• Written request
Give the lines from the one containing "target: concrete wall" through the one containing "Return the outline of every instance of the concrete", inclusive, as a numbered list with blank lines left out.
-- Record set start --
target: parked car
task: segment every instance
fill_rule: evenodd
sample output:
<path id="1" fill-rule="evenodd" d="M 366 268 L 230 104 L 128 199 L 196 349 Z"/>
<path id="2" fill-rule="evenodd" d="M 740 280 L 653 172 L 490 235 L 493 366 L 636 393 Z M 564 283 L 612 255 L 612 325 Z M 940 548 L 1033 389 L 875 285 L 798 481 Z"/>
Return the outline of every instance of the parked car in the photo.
-- Record set end --
-- Record set start --
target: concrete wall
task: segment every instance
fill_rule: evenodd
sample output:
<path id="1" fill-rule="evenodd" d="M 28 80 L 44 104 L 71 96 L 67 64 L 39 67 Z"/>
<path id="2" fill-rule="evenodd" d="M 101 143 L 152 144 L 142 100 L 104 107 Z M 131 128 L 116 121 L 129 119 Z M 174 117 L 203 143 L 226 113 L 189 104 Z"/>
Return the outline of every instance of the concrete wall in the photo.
-- Record set end --
-- Record set start --
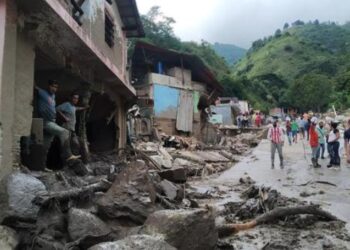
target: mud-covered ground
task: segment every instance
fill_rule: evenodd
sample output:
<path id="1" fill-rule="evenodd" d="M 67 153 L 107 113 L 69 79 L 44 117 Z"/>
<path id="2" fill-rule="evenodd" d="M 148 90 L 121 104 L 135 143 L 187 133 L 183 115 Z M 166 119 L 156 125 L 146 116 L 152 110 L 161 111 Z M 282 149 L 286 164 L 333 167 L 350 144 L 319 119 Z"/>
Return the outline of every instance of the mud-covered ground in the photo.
-- Record set end --
• Solution for this exercise
1. target: concrete wall
2. task: segment every instance
3. fill_rule: evenodd
4. sample output:
5. <path id="1" fill-rule="evenodd" d="M 28 80 L 44 104 L 71 96 L 67 64 L 39 67 Z"/>
6. <path id="2" fill-rule="evenodd" d="M 101 143 L 152 144 L 142 100 L 104 107 Z M 131 128 L 116 121 L 129 119 Z M 174 117 L 203 143 L 226 113 L 189 104 Z"/>
7. Return the outline of every instance of the concrete wall in the photo.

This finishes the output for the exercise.